[Coordinate labeling data]
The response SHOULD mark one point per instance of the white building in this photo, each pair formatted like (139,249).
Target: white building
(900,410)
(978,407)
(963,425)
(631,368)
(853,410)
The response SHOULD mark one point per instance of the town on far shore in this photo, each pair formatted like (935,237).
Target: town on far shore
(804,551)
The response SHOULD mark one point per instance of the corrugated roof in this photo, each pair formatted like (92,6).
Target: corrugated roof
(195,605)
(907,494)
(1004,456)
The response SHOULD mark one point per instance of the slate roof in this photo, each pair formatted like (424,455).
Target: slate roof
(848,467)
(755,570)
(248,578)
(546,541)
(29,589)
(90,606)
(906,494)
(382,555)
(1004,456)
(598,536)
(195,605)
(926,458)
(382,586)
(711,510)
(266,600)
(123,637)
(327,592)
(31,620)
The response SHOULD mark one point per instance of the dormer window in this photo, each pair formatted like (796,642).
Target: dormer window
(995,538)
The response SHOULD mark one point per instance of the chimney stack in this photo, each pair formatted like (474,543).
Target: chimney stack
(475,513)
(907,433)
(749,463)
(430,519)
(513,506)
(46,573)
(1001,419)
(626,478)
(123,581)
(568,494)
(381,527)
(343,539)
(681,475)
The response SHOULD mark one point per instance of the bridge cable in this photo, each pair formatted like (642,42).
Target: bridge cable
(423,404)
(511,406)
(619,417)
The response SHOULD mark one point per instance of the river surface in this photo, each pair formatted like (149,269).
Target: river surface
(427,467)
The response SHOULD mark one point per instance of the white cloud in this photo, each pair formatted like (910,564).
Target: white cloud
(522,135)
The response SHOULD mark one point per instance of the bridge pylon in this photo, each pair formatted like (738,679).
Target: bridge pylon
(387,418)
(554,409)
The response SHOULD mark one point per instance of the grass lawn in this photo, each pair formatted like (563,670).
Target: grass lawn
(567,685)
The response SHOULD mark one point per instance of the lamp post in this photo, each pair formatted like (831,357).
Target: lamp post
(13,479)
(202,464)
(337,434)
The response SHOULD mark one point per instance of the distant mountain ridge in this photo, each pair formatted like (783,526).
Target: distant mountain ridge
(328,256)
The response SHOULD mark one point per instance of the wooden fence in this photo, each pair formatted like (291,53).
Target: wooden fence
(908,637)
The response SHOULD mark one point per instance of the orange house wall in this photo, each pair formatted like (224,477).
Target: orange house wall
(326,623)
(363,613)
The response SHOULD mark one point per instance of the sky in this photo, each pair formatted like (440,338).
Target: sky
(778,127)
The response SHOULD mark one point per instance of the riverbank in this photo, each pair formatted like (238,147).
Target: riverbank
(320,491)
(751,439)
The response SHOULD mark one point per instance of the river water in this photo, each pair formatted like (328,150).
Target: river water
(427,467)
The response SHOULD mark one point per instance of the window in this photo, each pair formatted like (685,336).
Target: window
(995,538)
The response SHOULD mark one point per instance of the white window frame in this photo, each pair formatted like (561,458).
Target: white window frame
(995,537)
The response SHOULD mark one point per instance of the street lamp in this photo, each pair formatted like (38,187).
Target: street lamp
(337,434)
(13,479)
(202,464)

# Task goal
Rewrite the lines beginning with the one that contains "The response SHOULD mark one point per instance of the street" and continuing through the last line, replacing "street lamp" with "streetlight" and leaving everything else unchanged.

# Solved exercise
The response SHOULD mark one point per instance of the streetlight in this photo, each pair formatted like (38,187).
Target: streetlight
(337,434)
(13,479)
(202,464)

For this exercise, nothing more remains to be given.